Objective A |
In the forum thread about TexQL, which database does TexQL serve as a parser and loader front-end for?
Objective B |
Repeat word for word the part of the TexQL forum thread starting with "Replies are listed" and going on through "to do this?".
## BEGIN Text
Replies are listed 'Best First'.
•Re: TexQL - SQL queries on text files
by merlyn (Sage) on Mar 29, 2004 at 13:09 UTC
      If I understand it correctly, DBD::AnyData provides SQL access to a number of specific formats.

      What I find useful with TexQL is the ability to specify the format of the text at use-time. So it's basically a usable front-end to a parser/loader for SQLite.

      Could you please elaborate a bit on in what way I could have used/reused DBD::AnyData to do this?

        Your program could easily be re-written as a front-end to DBD::AnyData which would allow it to operate on FixedLength, XML, CSV (with any record and field separators, with alternate delimiters and escape characters, etc), and many other formats. This would not only allow you to use many other input formats, but you could also have an output flag that would allow you to dump the results to any of those formats or to any DBI database, not limited to SQLite as yours is. If all the user wants is the results of the query, with DBD::AnyData as a backend, everything would happen in memory without creating an intermediate database on disk as your script does.

        If you want to submit a patch, I'd be glad to include it (with credit natch) in DBD::AnyData (I'm its author), or it could be a standalone. Either way, holler if you need AnyData to do something it doesn't currently.

      That's a useless use of cat.

      This might be true if you're tight on CPU cycles. But in the evaluation process of the "correct" cmdline, I often exchange another filter with just "cat" for a quick check. You could argue that I could use "< some_random_file" instead, but on the beginning of a command line it's likely that I use the wrong angle bracket :-/ (It is far less likely on the end of a command line)
## END Text
## BEGIN Source data
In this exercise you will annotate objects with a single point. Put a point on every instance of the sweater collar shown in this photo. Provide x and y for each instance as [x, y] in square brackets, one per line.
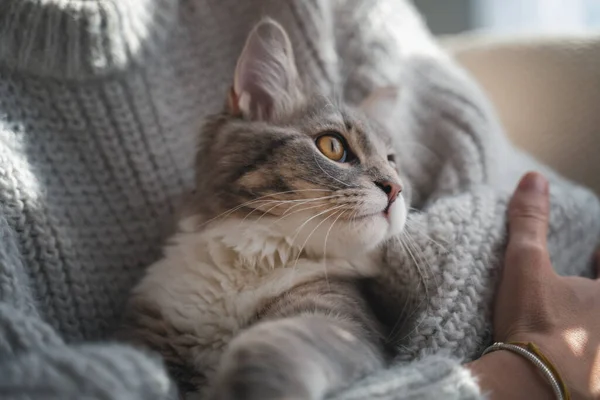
## END Source data
Correct answer A |
SQLite.

Correct answer B |
Replies are listed 'Best First'.
•Re: TexQL - SQL queries on text files
by merlyn (Sage) on Mar 29, 2004 at 13:09 UTC
      If I understand it correctly, DBD::AnyData provides SQL access to a number of specific formats.

      What I find useful with TexQL is the ability to specify the format of the text at use-time. So it's basically a usable front-end to a parser/loader for SQLite.

      Could you please elaborate a bit on in what way I could have used/reused DBD::AnyData to do this?